**TASK REQUIREMENTS:**
State how many of the lines below contain the string "banner". Give only the number.

**SUPPLIED MATERIAL:**
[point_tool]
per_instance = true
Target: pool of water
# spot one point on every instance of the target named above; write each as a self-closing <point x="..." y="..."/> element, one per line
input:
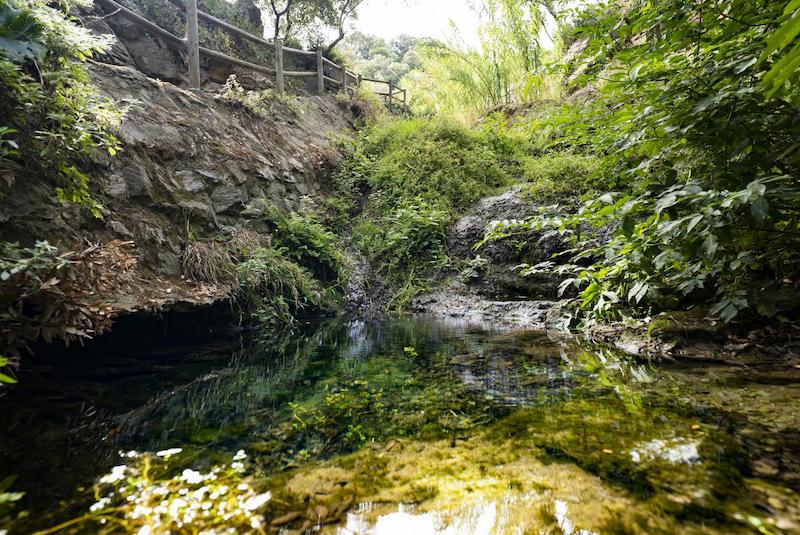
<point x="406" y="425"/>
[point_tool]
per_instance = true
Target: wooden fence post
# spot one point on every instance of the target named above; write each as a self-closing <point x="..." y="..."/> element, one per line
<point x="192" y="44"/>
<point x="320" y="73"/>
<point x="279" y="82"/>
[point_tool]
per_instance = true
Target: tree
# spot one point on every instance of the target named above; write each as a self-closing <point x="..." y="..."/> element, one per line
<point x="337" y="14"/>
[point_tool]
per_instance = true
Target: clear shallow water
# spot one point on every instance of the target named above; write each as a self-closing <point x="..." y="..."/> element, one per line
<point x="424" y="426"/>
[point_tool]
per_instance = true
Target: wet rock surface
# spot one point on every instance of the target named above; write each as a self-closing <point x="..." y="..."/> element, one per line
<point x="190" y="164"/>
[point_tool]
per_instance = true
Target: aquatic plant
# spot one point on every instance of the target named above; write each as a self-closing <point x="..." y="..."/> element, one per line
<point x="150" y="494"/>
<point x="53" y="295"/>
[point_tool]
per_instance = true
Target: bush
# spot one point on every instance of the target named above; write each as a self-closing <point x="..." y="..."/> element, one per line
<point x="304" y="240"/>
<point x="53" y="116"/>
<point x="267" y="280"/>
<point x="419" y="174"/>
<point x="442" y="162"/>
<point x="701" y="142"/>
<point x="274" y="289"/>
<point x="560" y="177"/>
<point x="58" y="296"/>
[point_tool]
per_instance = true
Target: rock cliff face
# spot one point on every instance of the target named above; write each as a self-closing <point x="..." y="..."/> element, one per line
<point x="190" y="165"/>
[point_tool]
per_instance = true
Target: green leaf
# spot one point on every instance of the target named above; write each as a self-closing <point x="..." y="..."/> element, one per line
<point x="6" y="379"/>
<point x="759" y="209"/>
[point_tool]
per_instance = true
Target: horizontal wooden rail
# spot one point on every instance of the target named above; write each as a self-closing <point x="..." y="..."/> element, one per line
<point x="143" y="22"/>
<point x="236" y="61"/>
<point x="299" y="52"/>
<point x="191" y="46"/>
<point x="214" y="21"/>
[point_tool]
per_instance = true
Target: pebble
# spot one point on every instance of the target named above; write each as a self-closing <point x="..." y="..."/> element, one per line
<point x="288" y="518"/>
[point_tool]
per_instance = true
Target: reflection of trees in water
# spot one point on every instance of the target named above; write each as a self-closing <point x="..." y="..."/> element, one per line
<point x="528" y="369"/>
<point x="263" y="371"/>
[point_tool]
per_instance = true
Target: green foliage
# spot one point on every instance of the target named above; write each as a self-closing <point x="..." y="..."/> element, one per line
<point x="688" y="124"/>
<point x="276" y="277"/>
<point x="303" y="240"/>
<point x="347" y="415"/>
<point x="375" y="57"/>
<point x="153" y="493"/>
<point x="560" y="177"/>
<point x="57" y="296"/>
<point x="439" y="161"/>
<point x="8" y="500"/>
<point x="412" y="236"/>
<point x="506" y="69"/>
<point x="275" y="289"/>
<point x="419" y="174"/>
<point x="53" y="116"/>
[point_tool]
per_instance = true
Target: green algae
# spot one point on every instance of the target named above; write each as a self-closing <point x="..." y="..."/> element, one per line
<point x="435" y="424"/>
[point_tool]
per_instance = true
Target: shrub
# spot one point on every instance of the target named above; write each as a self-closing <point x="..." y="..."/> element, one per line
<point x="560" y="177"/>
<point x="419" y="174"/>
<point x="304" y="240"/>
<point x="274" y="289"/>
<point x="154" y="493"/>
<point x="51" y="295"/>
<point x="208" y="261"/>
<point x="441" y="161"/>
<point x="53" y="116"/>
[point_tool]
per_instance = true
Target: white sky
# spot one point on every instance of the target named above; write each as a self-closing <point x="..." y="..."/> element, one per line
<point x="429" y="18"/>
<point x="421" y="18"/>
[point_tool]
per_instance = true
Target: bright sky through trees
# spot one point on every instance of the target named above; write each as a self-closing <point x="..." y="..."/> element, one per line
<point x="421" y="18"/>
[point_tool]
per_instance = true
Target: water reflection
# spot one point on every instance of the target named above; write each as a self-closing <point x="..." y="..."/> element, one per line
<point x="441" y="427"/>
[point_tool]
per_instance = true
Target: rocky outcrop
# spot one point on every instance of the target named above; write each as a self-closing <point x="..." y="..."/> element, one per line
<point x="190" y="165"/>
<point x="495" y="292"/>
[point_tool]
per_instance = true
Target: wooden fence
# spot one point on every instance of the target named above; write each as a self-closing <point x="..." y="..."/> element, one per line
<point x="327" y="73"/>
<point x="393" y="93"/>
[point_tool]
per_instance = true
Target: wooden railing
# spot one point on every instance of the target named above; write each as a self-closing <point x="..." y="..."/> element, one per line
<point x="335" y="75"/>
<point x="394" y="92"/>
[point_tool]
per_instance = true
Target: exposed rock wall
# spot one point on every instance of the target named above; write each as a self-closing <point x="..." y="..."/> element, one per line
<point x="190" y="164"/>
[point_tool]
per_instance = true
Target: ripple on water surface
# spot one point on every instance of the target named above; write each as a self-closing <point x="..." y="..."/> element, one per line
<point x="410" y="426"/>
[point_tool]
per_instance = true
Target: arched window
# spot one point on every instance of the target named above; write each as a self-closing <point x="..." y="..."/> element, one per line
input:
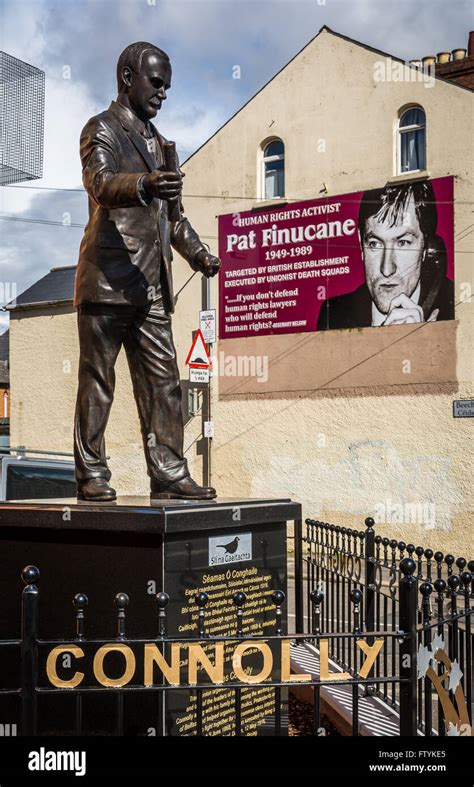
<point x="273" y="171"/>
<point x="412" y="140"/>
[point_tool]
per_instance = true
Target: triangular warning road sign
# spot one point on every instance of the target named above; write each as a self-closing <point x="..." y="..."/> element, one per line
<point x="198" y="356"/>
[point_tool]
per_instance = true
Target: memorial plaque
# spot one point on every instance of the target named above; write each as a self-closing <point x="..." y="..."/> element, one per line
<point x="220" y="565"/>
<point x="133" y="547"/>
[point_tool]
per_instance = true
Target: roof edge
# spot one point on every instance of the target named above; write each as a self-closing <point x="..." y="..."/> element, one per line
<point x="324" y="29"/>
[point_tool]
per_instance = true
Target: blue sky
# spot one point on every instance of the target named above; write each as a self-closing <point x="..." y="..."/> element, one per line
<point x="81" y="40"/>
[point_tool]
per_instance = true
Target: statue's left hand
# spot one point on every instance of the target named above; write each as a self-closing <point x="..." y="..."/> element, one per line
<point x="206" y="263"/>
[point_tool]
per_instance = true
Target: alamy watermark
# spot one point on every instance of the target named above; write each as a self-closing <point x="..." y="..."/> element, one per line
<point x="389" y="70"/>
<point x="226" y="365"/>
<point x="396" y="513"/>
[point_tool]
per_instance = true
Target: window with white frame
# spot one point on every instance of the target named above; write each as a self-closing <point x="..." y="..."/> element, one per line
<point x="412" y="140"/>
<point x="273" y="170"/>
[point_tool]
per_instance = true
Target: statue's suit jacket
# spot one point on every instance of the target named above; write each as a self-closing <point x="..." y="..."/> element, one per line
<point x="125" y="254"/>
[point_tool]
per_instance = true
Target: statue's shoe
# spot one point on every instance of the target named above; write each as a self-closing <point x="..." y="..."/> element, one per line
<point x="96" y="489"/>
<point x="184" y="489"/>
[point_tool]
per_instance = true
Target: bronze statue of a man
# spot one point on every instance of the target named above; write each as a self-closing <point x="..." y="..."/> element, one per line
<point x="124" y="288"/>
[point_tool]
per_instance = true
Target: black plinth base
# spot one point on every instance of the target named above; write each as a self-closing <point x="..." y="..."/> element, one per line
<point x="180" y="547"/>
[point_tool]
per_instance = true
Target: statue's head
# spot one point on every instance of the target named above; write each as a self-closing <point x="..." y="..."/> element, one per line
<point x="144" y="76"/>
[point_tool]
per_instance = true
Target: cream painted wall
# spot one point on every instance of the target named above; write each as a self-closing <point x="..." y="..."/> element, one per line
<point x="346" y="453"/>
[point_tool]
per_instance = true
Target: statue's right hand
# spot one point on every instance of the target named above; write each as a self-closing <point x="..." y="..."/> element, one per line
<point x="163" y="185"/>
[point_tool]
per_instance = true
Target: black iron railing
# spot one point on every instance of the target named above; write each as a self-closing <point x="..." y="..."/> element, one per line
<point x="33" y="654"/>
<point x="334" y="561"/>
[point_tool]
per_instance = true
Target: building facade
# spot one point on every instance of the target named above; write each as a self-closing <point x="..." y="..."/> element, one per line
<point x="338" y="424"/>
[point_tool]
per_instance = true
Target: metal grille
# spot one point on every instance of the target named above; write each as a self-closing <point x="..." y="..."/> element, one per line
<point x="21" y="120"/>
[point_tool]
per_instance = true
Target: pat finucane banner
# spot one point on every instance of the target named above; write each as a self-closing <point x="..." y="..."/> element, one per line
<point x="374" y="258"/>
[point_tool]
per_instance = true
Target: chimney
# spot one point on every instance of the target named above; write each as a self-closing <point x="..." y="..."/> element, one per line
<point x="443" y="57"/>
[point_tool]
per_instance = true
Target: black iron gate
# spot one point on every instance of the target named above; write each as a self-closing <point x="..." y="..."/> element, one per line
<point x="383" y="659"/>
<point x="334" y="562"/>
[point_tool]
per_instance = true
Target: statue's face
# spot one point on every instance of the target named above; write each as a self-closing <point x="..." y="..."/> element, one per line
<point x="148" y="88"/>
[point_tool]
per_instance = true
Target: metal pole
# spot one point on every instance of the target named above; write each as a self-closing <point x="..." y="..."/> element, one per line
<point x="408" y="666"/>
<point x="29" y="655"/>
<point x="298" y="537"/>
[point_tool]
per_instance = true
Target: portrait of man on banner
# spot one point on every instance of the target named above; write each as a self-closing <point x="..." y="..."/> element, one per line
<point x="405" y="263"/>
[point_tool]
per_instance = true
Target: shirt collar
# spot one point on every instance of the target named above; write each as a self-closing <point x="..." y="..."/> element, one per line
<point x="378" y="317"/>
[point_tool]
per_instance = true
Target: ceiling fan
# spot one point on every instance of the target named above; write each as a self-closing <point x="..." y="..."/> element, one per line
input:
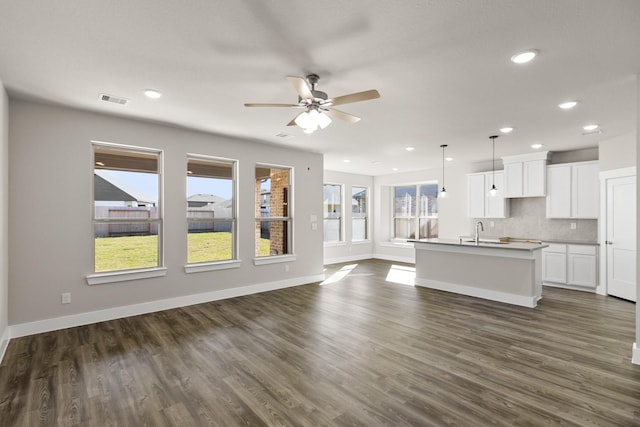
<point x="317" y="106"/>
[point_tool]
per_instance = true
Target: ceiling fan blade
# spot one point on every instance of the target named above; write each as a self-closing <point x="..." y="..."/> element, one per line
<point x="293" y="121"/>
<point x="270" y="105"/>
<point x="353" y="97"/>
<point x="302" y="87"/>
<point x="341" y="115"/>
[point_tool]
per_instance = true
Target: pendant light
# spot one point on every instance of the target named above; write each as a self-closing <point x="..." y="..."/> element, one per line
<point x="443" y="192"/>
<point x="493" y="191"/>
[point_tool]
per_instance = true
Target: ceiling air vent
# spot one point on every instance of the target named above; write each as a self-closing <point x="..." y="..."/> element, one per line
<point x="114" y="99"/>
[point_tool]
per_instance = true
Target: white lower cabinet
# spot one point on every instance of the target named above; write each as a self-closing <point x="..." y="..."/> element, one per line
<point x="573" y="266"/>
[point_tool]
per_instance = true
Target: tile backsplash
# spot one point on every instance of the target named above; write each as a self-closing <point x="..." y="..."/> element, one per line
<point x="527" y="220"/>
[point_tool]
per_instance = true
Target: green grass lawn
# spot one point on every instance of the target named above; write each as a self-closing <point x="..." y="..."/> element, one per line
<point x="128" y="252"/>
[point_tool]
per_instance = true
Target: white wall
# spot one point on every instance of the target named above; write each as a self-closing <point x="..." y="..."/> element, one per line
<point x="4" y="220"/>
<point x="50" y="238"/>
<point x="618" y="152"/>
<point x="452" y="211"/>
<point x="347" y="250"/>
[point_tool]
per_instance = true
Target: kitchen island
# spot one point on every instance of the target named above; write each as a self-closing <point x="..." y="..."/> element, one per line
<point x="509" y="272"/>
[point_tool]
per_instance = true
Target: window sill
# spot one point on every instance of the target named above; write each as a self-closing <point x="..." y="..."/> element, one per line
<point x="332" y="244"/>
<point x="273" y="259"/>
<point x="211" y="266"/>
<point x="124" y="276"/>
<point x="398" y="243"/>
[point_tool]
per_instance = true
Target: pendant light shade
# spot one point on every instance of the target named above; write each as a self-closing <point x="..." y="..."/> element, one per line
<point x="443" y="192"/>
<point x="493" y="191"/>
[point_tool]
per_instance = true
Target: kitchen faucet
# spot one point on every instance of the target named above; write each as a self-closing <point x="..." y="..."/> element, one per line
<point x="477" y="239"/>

**SOLUTION TO THIS TASK:**
2